The decision




Upper Tribunal
(Immigration and Asylum Chamber) Appeal Number: AA062512015


THE IMMIGRATION ACTS


Heard at Field House
Decision & Reasons Promulgated
On 27 May 2016
On 9 June 2016


Before

DEPUTY UPPER TRIBUNAL JUDGE MONSON

Between

MK (Afghanistan)
(ANONYMITY DIRECTION made)
Appellant

and

THE SECRETARY OF STATE FOR THE HOME DEPARTMENT
Respondent


Representation:

For the Appellant: Ms Lagunju, Counsel instructed by Howe & Co Solicitors
For the Respondent: Mr Tufan, Senior Home Office Presenting Officer


DECISION AND REASONS

1. The appellant appeals to the Upper Tribunal from the decision of the First-tier Tribunal (Judge Haria sitting at Hatton Cross on 23 September 2015) dismissing his appeal against the decision of the Secretary of State to refuse to recognise him as a refugee as being eligible for humanitarian protection under paragraph 339C of the Immigration Rules.
The Reasons for the Initial Refusal of Permission
2. On 26 February 2016 Judge Pooler gave his reasons for refusing the appellant permission to appeal to the Upper Tribunal.

[Written problem 1] Reproduce everything in the tribunal decision from "THE SECRETARY OF STATE FOR" down to "the Immigration Rules.", word for word.

[Dataset extract]
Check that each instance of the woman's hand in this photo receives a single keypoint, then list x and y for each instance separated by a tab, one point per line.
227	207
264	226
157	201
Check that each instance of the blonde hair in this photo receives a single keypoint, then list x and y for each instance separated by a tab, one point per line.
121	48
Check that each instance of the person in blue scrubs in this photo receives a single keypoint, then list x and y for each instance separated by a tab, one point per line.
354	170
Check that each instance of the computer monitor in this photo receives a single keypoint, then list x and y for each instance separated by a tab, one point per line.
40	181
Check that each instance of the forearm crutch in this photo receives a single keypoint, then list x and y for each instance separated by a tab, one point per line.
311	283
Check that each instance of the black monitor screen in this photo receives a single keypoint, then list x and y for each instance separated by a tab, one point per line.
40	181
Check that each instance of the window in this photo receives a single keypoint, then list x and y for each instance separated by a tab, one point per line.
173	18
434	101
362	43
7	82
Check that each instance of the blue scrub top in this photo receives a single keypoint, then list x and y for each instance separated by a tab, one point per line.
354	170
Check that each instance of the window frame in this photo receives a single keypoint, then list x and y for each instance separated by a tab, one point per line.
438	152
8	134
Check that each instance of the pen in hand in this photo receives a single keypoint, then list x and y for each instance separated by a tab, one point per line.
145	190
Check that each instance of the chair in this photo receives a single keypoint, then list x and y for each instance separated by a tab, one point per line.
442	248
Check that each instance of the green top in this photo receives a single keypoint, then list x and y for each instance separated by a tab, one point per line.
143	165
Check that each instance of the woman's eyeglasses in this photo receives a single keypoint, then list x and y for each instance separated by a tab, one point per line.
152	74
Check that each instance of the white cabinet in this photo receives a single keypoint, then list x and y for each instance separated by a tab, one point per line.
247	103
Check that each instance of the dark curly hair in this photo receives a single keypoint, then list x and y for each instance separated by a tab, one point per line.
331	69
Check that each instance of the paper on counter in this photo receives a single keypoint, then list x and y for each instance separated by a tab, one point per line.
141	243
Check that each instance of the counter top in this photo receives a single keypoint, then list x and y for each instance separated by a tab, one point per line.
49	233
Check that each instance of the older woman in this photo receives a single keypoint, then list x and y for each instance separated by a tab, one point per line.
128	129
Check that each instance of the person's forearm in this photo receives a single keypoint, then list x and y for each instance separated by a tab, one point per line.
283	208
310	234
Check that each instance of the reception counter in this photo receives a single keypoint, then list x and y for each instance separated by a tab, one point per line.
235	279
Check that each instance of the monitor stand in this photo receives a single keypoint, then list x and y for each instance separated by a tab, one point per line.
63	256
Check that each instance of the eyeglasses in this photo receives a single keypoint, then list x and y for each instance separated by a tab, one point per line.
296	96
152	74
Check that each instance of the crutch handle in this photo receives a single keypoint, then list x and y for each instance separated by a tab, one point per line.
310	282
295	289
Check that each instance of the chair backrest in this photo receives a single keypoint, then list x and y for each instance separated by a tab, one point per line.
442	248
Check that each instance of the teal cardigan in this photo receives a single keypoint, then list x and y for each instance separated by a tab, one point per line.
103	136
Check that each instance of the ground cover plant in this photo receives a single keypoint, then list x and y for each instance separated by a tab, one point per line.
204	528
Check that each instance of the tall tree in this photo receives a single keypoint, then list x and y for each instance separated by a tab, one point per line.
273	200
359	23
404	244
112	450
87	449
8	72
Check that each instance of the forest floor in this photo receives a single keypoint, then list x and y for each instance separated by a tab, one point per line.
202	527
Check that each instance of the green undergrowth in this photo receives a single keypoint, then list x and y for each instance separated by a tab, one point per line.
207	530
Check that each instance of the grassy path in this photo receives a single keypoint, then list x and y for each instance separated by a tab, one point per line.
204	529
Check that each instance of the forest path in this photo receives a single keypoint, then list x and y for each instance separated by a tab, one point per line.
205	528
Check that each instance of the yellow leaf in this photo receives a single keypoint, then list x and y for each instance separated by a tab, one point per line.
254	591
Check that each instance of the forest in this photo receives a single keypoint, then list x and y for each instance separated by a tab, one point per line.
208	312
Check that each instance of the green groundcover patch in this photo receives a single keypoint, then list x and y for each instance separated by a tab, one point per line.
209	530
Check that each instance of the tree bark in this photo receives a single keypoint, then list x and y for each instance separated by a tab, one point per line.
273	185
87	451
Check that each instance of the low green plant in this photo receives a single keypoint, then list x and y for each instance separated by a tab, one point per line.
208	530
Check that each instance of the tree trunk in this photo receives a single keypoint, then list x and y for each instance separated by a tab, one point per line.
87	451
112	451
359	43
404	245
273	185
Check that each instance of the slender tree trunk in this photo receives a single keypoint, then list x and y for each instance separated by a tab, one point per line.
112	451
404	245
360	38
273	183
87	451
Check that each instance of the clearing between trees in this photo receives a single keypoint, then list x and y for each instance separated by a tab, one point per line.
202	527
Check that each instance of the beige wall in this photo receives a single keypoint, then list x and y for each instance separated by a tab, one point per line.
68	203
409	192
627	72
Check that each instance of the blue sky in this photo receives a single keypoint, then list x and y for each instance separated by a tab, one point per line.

[Written problem 2] Transcribe everything in the rows from the line containing "Check that each instance of the slender" down to the end of the final row, both included.

[Exercise output 1]
THE SECRETARY OF STATE FOR THE HOME DEPARTMENT
Respondent


Representation:

For the Appellant: Ms Lagunju, Counsel instructed by Howe & Co Solicitors
For the Respondent: Mr Tufan, Senior Home Office Presenting Officer


DECISION AND REASONS

1. The appellant appeals to the Upper Tribunal from the decision of the First-tier Tribunal (Judge Haria sitting at Hatton Cross on 23 September 2015) dismissing his appeal against the decision of the Secretary of State to refuse to recognise him as a refugee as being eligible for humanitarian protection under paragraph 339C of the Immigration Rules.

[Exercise output 2]
Check that each instance of the slender tree trunk in this photo receives a single keypoint, then list x and y for each instance separated by a tab, one point per line.
112	451
404	245
360	38
273	183
87	451
Check that each instance of the clearing between trees in this photo receives a single keypoint, then list x and y for each instance separated by a tab, one point per line.
202	527
Check that each instance of the beige wall in this photo receives a single keypoint, then list x and y for each instance separated by a tab, one point per line.
68	203
409	192
627	72
Check that each instance of the blue sky in this photo receives a single keypoint, then list x and y for each instance separated by a tab, one point per line.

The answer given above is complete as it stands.